WRITTEN TASK → List every line in the entries below that contains the word "white", copying each one in full.

PROVIDED MATERIAL →
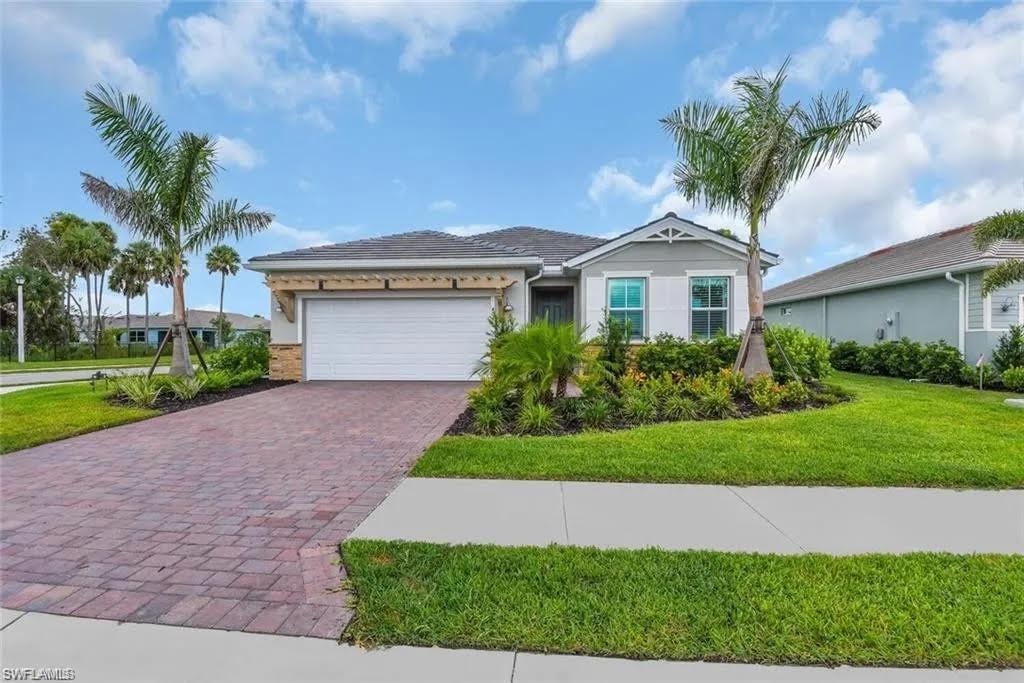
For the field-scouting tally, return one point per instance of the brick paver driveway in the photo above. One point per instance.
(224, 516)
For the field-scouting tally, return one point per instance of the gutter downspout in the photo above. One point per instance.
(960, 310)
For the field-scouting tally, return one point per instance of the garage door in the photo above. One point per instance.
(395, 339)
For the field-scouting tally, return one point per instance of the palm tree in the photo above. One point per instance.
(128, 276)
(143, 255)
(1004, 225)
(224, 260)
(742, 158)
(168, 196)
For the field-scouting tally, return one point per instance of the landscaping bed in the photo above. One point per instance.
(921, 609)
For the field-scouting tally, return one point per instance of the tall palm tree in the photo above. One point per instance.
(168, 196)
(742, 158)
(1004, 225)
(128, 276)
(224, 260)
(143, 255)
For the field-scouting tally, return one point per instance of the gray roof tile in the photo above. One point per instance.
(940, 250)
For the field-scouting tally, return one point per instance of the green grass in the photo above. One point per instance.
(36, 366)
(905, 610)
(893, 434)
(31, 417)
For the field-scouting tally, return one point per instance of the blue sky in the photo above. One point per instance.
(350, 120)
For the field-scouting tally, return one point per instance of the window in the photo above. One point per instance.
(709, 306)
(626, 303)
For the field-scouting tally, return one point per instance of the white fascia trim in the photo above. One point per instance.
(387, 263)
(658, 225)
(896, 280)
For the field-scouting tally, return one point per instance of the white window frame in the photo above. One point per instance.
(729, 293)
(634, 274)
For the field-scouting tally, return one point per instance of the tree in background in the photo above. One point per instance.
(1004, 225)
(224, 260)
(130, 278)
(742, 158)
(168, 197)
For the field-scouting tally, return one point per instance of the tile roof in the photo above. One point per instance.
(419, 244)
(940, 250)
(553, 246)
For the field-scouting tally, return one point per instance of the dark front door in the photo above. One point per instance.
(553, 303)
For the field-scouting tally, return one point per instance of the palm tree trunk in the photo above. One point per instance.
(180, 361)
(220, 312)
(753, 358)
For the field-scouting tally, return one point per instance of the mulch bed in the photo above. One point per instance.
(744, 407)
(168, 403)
--
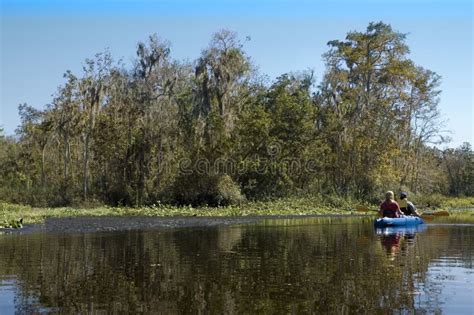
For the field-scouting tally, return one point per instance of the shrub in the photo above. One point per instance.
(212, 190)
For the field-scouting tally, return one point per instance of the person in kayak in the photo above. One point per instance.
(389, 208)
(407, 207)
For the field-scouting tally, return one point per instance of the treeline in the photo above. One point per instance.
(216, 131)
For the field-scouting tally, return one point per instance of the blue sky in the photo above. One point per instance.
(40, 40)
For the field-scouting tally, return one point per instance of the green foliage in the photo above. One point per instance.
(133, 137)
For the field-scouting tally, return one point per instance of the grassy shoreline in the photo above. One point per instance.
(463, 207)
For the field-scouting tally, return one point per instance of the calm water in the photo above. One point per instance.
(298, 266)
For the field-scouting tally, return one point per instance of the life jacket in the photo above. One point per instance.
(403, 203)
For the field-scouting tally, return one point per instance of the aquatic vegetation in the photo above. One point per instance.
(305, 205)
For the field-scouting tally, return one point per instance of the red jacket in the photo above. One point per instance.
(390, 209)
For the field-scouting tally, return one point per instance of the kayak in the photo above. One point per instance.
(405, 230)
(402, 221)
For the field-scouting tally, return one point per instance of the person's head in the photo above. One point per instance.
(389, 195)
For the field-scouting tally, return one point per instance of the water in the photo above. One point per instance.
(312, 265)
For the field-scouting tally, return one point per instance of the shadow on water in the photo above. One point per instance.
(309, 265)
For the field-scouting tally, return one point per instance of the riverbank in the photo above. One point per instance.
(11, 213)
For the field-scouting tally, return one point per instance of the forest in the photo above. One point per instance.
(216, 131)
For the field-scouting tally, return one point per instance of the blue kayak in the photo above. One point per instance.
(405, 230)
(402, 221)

IN RESPONSE →
For the field-scouting tally, return one point per instance of the white fascia trim in the photo above. One point per instance.
For the field-scouting tally, return one point per instance of the white window frame in the photo above. One point per instance.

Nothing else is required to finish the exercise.